_Task item_
Reproduce all the entries exactly.

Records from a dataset
======

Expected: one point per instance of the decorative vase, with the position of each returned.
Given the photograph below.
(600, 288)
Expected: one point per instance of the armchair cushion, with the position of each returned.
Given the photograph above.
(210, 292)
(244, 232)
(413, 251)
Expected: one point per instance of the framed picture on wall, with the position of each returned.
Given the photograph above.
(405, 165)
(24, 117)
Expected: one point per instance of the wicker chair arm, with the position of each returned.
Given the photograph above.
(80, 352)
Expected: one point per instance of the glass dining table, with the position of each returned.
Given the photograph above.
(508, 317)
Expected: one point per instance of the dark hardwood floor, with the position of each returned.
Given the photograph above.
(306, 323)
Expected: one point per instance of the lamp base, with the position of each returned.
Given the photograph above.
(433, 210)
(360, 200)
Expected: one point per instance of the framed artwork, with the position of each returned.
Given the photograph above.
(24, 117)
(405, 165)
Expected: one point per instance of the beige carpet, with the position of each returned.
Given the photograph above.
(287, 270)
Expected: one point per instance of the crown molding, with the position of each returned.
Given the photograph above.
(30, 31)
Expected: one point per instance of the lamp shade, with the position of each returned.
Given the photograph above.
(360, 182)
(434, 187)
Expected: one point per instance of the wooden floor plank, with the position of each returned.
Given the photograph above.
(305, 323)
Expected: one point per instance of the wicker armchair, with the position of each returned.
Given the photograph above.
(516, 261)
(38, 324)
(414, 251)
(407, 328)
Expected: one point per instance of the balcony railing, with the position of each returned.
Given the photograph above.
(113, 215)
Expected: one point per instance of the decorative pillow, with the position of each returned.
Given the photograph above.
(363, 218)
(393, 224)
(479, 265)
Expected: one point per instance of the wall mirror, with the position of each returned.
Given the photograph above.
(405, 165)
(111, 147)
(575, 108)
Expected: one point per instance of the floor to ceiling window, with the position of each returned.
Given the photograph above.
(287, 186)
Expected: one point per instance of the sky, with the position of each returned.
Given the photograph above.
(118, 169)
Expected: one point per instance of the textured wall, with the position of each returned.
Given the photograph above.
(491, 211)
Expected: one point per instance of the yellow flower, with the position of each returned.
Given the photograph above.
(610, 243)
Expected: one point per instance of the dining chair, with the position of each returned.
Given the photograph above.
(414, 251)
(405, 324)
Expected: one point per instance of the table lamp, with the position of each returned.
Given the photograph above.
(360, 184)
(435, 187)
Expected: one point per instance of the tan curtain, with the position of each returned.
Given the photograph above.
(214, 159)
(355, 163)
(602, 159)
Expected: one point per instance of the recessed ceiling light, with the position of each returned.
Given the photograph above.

======

_Written answer_
Expected: one point per instance of the decorative vase, with the position of each returned.
Given the photograph below.
(600, 288)
Expected: one point per instance of the armchair cushion, with the position of each returned.
Given the photograph above.
(210, 292)
(244, 232)
(413, 251)
Expected: one point per instance of the framed picture on wall, with the position of each returned.
Given the photograph above.
(405, 165)
(24, 117)
Expected: one point per instance of the wicker chair arm, with the position of each returned.
Given the photograph above.
(80, 352)
Expected: one point per instance of the glass dining table, with the position of each returned.
Given the photograph above.
(508, 317)
Expected: one point per instance of the dark hardwood floor, with the position of each returned.
Given the photograph above.
(306, 323)
Expected: one point per instance of the lamp base, with the position of each returned.
Given the photograph above.
(433, 210)
(360, 200)
Expected: one point per instance of the framed artwork, with the position of each returned.
Given the photograph above.
(24, 117)
(405, 165)
Expected: one point per instance of the beige carpet, with the position of each returned.
Given the photograph above.
(287, 270)
Expected: one point per instance of the crown molding, with the position of each returned.
Given the photograph above.
(30, 31)
Expected: one point per instance of the lamp shade, with the position of each returned.
Given the photograph above.
(360, 182)
(434, 187)
Expected: one point per instance of the wooden floor plank, with the position of each returned.
Given the photograph above.
(305, 323)
Expected: one point per instance of the wicker armchair, with the position of each returned.
Given the photograph above.
(516, 261)
(38, 324)
(414, 251)
(407, 328)
Expected: one point per instance of the balcony railing, with the position of each returned.
Given the photograph above.
(113, 215)
Expected: one point per instance of the decorative pillow, with the position of each returned.
Given the photograph above.
(363, 218)
(393, 224)
(479, 265)
Expected: one point per instance of the wall mirror, with the position of each returned.
Given the photograph above.
(405, 165)
(111, 147)
(575, 108)
Expected: one point per instance of the floor to ceiling window, with the position of each returned.
Given the photograph above.
(287, 186)
Expected: one point per instance of the sky, with the position of each returned.
Given the photograph above.
(118, 169)
Expected: one point per instance of the textured wall, with the position of each returned.
Given the photograph above.
(491, 211)
Expected: one point per instance of the yellow flower, with the position of each returned.
Given the photograph above.
(610, 243)
Expected: one point per instance of the dining chair, with the position of each returned.
Given the photograph above.
(414, 251)
(405, 324)
Expected: one point per instance of the table lamp, with the position of each returned.
Given the photograph above.
(360, 184)
(435, 187)
Expected: one point per instance of the tan curtain, with the position of each returned.
Given the photograph above.
(214, 159)
(355, 163)
(602, 159)
Expected: one point per instance of the recessed ceiling light, with the position of each returned.
Given the photograph above.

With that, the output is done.